= Page extract =
--- START ---

This curling loch, covering approximately 0.33 ha and around 2 feet deep, was established by co-operation between the Duke of Portland's factor and the local curling clubs in 1845; the site was prone to seasonal flooding from the Hillhouse Burn and being shallow it froze over quickly and was relatively safe. A match is recorded from as early as 1843. Newfarm Loch, which was once popular as a curling rink, was rented by several curling clubs, also used by ice skaters. Photographs circa 1900 shows a stone built pavilion or curling house at the site with a long wooden canopy and the 1938 Ordnance Survey map shows two pavilions situated on the loch banks either side of the access from Newfarm Loch.

===Decline===
By 1957 the pavilions and curling storage buildings had disappeared and the loch is marked as disused. In 1957/8 a local from New Farm recorded that the fields around the loch were littered with curling stones and the loch itself, although drained, was still very visible; an oblong shape totally surrounded by trees with the drainage apparatus at the end and a sawmill on the edge nearest to New Farm. The Dick Institute in Kilmarnock holds oil paintings and photographs of curlers on New Farm Loch. One, by local artist Alexander MacKay, shows a late afternoon view, there are crowds out on the ice, with a wide range of townsfolk. Several games of curling underway but some are entertaining themselves by pushing others over. This partly artificial loch provided ice for curling and skating for over 100 years. In the early days of the new scheme the loch was used as a site for grand fetes.

--- END ---

= Task set =
a. Retype the stretch of the Newfarm Loch passage from "This curling loch, covering" through "from Newfarm Loch.".
b. Continue the account of curling on Newfarm Loch from the point where it stops.

= Material supplied =
--- START ---

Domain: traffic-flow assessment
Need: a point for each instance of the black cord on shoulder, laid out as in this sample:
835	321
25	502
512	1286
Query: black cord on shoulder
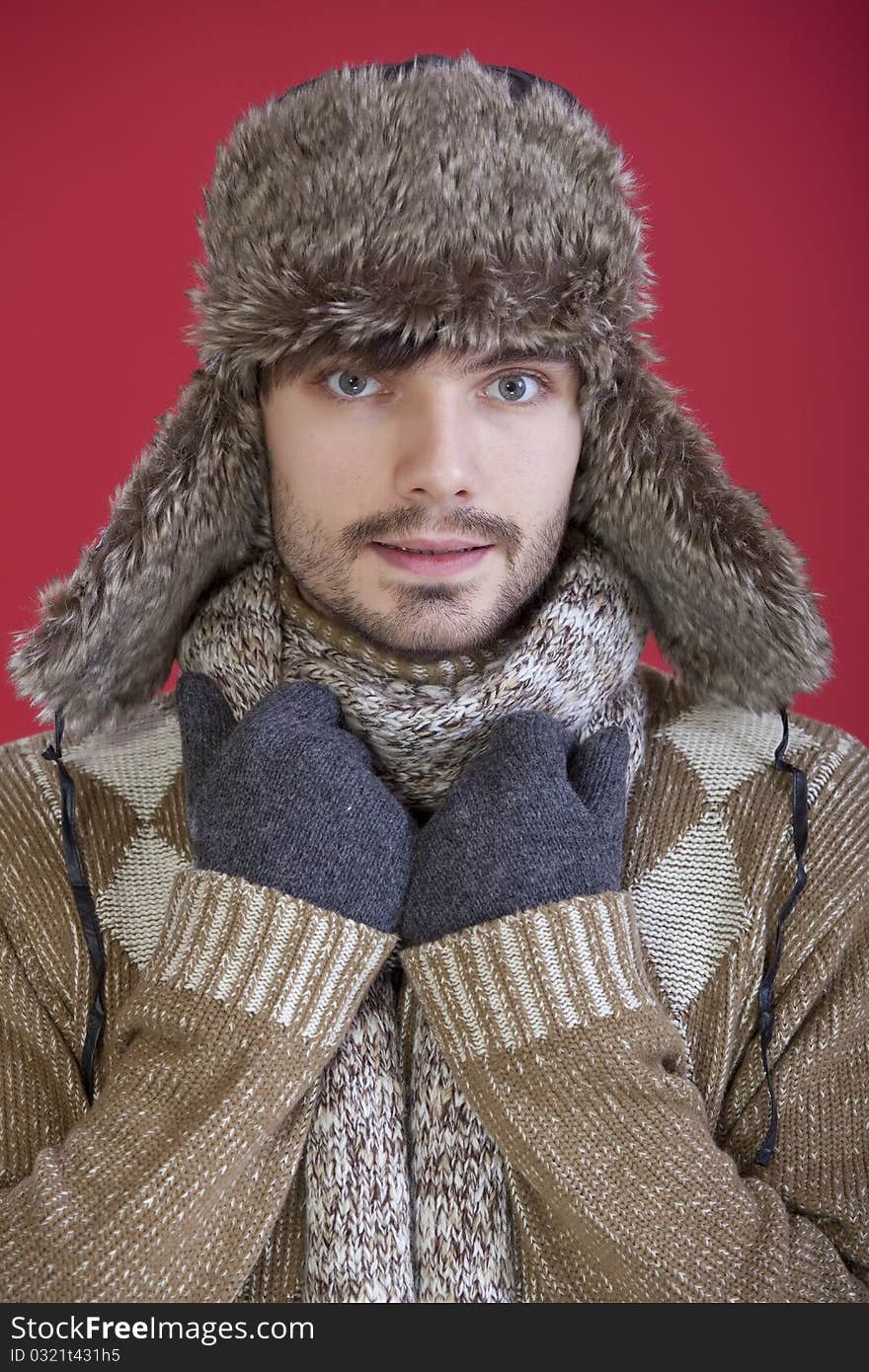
799	800
84	903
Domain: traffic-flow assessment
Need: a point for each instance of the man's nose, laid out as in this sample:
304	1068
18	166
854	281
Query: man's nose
436	456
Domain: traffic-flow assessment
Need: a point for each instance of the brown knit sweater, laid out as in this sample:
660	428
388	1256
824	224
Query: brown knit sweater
608	1043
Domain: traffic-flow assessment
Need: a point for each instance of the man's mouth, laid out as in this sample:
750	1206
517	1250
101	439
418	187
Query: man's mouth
428	556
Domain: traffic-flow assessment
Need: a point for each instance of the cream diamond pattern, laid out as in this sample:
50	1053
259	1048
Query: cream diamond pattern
140	767
727	744
689	908
133	907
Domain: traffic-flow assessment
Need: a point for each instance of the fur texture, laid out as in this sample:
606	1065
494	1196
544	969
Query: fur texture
433	200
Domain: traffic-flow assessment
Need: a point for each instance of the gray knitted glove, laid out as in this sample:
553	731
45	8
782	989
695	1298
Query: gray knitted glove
527	822
288	798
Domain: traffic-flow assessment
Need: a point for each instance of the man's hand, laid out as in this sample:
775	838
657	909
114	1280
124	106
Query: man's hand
288	798
528	820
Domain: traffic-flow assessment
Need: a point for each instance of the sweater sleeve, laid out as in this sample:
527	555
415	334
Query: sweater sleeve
168	1187
553	1033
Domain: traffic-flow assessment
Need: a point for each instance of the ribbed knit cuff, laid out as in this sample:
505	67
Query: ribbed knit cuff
264	953
511	981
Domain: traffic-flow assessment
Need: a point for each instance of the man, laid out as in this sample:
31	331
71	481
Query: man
423	945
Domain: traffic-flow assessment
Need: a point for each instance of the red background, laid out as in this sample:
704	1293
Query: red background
747	127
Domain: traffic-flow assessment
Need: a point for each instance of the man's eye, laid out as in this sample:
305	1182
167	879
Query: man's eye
514	387
351	383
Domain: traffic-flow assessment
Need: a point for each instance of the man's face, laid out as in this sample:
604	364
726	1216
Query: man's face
454	450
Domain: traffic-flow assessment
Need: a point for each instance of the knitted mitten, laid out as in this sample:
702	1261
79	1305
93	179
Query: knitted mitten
527	822
287	798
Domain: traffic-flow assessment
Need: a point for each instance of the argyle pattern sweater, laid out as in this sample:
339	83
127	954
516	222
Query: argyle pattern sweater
607	1043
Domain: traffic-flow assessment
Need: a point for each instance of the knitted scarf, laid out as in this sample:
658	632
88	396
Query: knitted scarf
405	1191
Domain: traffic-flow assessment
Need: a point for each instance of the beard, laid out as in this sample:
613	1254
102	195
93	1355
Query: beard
428	620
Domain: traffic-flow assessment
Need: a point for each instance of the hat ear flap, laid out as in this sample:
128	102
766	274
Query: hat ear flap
194	507
731	604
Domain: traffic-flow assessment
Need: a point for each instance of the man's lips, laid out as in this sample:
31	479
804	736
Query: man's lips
432	545
439	563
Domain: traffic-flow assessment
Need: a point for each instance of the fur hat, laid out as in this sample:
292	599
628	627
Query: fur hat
430	203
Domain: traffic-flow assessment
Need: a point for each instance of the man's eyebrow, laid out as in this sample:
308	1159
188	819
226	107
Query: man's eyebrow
464	365
468	365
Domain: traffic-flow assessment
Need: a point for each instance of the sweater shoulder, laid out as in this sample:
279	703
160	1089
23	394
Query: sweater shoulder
130	830
710	832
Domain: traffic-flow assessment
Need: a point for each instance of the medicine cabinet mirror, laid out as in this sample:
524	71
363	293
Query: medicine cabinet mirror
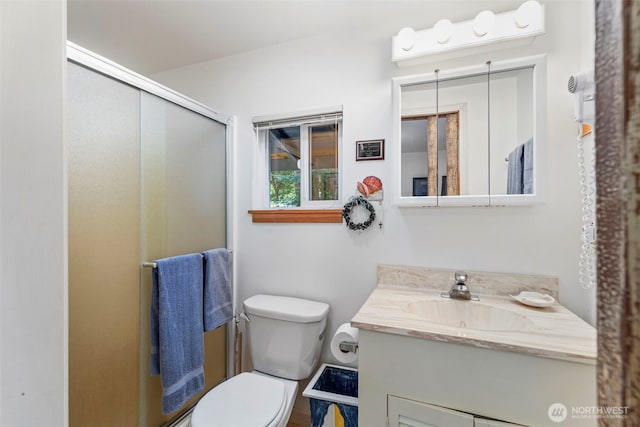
472	136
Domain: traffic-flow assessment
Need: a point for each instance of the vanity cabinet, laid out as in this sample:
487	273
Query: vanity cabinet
409	413
464	383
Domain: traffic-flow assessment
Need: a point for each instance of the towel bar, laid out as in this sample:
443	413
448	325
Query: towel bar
148	264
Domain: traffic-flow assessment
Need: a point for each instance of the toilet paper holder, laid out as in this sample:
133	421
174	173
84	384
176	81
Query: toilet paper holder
348	347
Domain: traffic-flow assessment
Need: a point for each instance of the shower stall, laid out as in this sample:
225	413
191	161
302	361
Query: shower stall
148	179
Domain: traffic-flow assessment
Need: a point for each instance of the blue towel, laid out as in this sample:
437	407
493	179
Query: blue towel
527	171
218	307
177	339
514	171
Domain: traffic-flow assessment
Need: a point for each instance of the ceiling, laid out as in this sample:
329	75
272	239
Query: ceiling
150	36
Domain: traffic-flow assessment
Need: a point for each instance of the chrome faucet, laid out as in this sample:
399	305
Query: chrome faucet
459	289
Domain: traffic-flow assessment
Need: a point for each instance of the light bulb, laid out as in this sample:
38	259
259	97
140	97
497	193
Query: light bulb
483	22
406	38
443	30
527	13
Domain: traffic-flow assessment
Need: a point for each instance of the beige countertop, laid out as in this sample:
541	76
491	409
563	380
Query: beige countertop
553	332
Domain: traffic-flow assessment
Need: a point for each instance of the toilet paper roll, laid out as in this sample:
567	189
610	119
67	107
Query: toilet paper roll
344	333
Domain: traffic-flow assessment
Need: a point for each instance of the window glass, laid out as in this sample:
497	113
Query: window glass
284	171
323	162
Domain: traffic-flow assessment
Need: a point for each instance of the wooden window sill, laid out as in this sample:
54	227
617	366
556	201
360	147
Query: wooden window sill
297	215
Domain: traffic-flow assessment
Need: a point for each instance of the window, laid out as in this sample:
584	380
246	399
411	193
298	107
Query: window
302	160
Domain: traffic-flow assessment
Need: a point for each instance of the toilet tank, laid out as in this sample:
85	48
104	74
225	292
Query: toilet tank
285	334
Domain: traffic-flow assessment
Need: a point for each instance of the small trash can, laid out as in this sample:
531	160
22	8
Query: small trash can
333	396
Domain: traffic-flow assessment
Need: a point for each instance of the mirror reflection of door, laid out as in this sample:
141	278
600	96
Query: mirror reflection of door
430	154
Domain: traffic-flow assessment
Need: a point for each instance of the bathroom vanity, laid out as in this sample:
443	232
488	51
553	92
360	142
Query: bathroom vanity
429	361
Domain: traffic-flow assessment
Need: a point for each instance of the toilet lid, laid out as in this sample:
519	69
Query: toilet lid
246	400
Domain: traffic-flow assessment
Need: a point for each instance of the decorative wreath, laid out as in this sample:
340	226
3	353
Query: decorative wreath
353	203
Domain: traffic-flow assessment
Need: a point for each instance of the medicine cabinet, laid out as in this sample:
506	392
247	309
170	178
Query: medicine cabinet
473	136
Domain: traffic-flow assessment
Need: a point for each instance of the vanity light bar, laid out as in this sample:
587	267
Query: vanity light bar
486	32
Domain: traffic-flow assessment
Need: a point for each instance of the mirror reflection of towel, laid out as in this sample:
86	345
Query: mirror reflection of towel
515	169
527	171
520	169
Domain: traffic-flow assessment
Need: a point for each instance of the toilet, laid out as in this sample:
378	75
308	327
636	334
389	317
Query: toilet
285	336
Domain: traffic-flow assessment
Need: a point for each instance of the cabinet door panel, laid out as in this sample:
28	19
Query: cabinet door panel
481	422
410	413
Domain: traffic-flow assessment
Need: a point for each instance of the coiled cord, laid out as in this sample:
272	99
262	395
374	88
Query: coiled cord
586	170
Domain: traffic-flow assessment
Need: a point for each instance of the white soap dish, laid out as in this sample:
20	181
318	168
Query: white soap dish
534	299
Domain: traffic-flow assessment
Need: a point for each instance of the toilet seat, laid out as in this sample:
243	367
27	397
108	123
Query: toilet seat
246	400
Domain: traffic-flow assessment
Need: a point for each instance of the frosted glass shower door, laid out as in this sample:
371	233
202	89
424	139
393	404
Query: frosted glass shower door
104	249
183	210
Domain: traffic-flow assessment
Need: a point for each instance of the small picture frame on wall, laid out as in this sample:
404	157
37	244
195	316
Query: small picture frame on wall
372	149
420	186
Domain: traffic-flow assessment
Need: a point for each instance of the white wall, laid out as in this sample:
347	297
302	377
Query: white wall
329	263
33	274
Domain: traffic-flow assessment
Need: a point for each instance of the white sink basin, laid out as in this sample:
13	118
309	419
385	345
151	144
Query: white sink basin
468	315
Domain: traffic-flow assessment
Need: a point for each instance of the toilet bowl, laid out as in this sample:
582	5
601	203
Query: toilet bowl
250	399
285	336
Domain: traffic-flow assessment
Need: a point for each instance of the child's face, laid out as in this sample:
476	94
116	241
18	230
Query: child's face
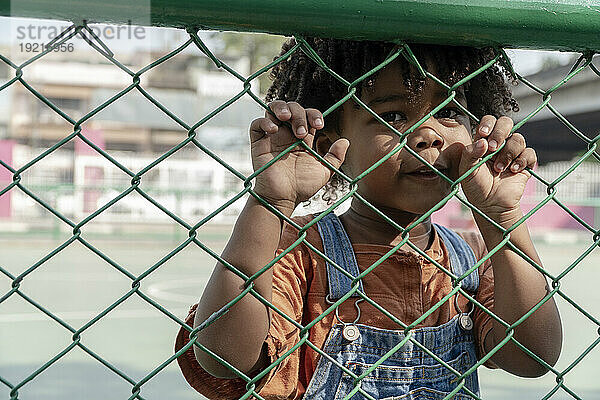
397	183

--- END ---

= Responses in order =
a.
This curling loch, covering approximately 0.33 ha and around 2 feet deep, was established by co-operation between the Duke of Portland's factor and the local curling clubs in 1845; the site was prone to seasonal flooding from the Hillhouse Burn and being shallow it froze over quickly and was relatively safe. A match is recorded from as early as 1843. Newfarm Loch, which was once popular as a curling rink, was rented by several curling clubs, also used by ice skaters. Photographs circa 1900 shows a stone built pavilion or curling house at the site with a long wooden canopy and the 1938 Ordnance Survey map shows two pavilions situated on the loch banks either side of the access from Newfarm Loch.

b.
===Present day===
The loch site is still bordered by mature trees planted to provide shelter for the curlers. It has not been built on, apart from a sports facility and children's swings, etc. It is however surrounded on three sides by houses and apartments built between 1968 and the mid-1970s. New Farm itself no longer exists; it stood about one field's distance away from the loch.

Remains of the old sluice are visible close to the old overflow. An extensive drainage system now prevents the loch from becoming marshy ground or filling again. The drainage ditch ran from the southern end towards Holehouse Farm where it joined the Hillhouse Burn, running into the New Mill Burn, eventually emptying into the River Irvine.

The village has numerous shops and businesses, one of which is local convenience store KeyStore.

==Micro-history==
The other curling pond in the Kilmarnock area was situated in the grounds of the Craufurdland Estate.